Activity
Write out the entries, please, from the line containing "Pick out the multi-story" through their final line, exactly and with nothing else.

Source records

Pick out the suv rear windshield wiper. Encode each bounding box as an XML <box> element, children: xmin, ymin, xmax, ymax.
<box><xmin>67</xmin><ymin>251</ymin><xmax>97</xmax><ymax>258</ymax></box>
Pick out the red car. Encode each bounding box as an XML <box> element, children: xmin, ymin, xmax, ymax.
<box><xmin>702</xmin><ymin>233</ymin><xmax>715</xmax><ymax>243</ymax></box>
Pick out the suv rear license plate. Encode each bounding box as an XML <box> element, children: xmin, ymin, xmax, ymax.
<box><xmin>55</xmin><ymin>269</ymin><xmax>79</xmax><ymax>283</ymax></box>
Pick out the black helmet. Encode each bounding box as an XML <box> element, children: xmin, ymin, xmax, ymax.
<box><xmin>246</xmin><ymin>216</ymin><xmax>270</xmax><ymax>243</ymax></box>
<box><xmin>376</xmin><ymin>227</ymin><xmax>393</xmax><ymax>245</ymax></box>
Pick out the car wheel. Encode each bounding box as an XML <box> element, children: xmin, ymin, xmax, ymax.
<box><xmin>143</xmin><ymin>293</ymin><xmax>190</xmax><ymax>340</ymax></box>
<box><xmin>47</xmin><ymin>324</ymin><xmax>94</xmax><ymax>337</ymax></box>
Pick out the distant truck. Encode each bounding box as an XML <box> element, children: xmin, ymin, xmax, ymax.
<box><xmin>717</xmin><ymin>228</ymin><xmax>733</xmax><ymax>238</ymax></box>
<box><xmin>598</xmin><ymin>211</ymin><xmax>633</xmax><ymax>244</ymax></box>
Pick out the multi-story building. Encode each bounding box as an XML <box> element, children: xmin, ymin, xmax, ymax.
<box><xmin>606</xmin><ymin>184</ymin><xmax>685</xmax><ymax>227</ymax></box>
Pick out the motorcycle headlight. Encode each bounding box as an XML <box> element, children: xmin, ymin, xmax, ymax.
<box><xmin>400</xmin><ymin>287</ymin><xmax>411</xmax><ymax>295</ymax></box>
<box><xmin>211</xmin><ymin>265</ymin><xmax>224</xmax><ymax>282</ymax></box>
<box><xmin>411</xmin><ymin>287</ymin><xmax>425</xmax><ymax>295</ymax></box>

Solution
Pick out the multi-story building. Encode each bounding box as an XML <box> element, children: xmin, ymin, xmax, ymax.
<box><xmin>606</xmin><ymin>184</ymin><xmax>685</xmax><ymax>227</ymax></box>
Pick out the motorcycle headlight. Encode each bounding box as an XML <box> element, children: xmin, ymin, xmax, ymax.
<box><xmin>400</xmin><ymin>287</ymin><xmax>411</xmax><ymax>295</ymax></box>
<box><xmin>211</xmin><ymin>265</ymin><xmax>224</xmax><ymax>282</ymax></box>
<box><xmin>411</xmin><ymin>287</ymin><xmax>425</xmax><ymax>295</ymax></box>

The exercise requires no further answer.